● WHAT TO DO: Retype the entire text about breast cancer research and women musicians exactly as it appears, with no changes.

● SUPPLIED PASSAGE:
“Give us six months and we’ll give you back your life.” I will remember forever these words uttered by my surgeon two days before my first surgery for breast cancer. Ever thankful to be among the cured (six years and counting), I am nevertheless changed forever from the journey. In my quest to regain the life my surgeon had promised, I veered onto a new path of research that connects music and medicine.
Two years ago, I launched the Life and Livelihood Study with Jean Giebenhain, Ph.D., St. Thomas Psychology Department; and two medical colleagues at St. Mary’s Duluth Clinic: Charles Gessert, M.D., M.P.H.; and Lisa Starr, M.S.N., C.N.P. Our research was funded through grants from the University of St. Thomas, the Miller Dwan Foundation, St. Mary’s Duluth Clinic Foundation and the SMDC Research Committee. We have been collecting both quantitative and qualitative data on how breast cancer affects the occupational, medical and overall well-being of women musicians across the country.
The catalyst for our inquiry admittedly was personal: Three years after my successful cancer treatment, increasing chronic pain and weakness on my left side, and a diminishing capacity to pull in a full breath rendered me nearly useless as a musician. During a concert with a chamber orchestra in Duluth (in which I am the principal chair), I nearly passed out from pain and breathlessness after playing an easy solo passage. I have been playing the French horn since seventh grade, and my career as a hornist began long before I became a musicologist. My doctors and I searched in vain for information or research on cancer and occupational health; thus, when my oncologist encouraged, “We’ll learn along with you,” I knew I was on to something.

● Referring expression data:
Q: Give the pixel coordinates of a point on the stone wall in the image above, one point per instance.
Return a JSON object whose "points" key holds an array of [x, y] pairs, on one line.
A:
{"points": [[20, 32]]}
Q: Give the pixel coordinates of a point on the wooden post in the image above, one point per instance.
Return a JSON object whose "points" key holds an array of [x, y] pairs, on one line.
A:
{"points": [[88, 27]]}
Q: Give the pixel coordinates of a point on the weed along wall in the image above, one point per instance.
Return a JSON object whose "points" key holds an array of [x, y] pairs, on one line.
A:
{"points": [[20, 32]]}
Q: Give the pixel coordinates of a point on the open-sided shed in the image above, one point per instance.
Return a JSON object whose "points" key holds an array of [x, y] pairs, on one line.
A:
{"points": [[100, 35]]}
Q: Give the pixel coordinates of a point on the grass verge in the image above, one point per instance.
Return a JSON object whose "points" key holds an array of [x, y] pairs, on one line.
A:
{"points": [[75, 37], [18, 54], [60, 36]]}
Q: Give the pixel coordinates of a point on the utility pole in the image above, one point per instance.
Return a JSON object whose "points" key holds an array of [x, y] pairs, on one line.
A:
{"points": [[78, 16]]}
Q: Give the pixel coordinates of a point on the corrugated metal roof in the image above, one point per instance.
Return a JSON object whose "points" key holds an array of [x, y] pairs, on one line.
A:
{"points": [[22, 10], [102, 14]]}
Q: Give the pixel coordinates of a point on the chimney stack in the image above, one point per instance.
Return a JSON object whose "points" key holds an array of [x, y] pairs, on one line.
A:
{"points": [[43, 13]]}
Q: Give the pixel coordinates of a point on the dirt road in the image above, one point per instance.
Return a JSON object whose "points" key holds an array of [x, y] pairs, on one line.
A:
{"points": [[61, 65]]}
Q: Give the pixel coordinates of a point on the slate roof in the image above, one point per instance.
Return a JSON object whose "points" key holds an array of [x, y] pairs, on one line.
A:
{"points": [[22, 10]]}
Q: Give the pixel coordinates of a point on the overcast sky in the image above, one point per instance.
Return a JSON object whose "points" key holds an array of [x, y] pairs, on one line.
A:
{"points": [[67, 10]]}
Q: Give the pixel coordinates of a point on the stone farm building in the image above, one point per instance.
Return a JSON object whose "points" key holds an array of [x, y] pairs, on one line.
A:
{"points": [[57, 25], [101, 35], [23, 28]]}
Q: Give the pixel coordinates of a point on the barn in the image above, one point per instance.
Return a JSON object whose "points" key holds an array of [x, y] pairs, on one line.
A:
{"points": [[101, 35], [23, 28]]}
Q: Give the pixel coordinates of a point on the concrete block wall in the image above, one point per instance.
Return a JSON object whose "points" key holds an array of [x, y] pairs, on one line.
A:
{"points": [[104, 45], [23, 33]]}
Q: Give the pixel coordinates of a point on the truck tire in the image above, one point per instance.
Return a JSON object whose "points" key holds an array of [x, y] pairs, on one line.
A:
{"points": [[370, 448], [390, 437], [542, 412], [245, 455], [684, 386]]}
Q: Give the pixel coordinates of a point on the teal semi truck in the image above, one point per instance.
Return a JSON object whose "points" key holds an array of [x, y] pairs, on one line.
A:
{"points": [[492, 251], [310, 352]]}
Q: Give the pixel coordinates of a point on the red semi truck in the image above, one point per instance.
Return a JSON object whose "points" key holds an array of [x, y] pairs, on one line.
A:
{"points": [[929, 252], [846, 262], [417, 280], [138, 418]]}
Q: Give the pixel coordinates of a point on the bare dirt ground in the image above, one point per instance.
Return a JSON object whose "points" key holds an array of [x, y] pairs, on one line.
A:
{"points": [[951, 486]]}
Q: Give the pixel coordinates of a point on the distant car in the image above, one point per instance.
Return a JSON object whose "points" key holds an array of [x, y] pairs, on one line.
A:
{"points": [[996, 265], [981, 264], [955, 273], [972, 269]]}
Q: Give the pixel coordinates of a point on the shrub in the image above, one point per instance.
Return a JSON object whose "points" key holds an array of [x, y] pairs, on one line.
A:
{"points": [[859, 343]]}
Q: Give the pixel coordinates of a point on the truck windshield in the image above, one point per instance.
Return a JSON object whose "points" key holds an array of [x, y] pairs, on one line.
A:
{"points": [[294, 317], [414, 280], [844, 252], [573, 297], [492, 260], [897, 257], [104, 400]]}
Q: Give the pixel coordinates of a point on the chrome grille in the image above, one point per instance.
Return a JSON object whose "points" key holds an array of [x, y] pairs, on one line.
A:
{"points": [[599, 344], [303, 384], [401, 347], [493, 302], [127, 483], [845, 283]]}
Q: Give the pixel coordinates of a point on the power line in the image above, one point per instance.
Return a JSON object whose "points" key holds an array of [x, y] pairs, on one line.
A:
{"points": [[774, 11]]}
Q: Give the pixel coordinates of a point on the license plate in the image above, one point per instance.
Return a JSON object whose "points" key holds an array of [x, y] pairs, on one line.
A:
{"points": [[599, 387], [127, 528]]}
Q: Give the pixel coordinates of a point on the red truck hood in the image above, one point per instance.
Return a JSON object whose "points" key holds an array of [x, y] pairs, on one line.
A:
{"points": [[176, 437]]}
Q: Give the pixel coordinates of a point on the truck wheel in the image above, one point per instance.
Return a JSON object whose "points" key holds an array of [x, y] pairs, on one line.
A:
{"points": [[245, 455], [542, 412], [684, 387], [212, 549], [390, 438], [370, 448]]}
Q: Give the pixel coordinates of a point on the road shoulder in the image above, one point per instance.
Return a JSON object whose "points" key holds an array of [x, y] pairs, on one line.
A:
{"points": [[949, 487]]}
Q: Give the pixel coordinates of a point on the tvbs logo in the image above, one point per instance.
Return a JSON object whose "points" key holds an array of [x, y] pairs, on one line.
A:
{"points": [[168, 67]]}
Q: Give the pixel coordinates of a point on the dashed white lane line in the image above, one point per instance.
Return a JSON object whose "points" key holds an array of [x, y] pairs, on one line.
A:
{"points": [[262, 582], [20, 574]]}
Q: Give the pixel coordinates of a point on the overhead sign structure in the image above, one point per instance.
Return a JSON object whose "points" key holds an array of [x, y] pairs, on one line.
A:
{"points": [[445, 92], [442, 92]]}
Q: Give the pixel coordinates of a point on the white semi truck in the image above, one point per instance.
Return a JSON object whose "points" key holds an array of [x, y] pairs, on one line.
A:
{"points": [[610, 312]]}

● TASK RESULT:
“Give us six months and we’ll give you back your life.” I will remember forever these words uttered by my surgeon two days before my first surgery for breast cancer. Ever thankful to be among the cured (six years and counting), I am nevertheless changed forever from the journey. In my quest to regain the life my surgeon had promised, I veered onto a new path of research that connects music and medicine.
Two years ago, I launched the Life and Livelihood Study with Jean Giebenhain, Ph.D., St. Thomas Psychology Department; and two medical colleagues at St. Mary’s Duluth Clinic: Charles Gessert, M.D., M.P.H.; and Lisa Starr, M.S.N., C.N.P. Our research was funded through grants from the University of St. Thomas, the Miller Dwan Foundation, St. Mary’s Duluth Clinic Foundation and the SMDC Research Committee. We have been collecting both quantitative and qualitative data on how breast cancer affects the occupational, medical and overall well-being of women musicians across the country.
The catalyst for our inquiry admittedly was personal: Three years after my successful cancer treatment, increasing chronic pain and weakness on my left side, and a diminishing capacity to pull in a full breath rendered me nearly useless as a musician. During a concert with a chamber orchestra in Duluth (in which I am the principal chair), I nearly passed out from pain and breathlessness after playing an easy solo passage. I have been playing the French horn since seventh grade, and my career as a hornist began long before I became a musicologist. My doctors and I searched in vain for information or research on cancer and occupational health; thus, when my oncologist encouraged, “We’ll learn along with you,” I knew I was on to something.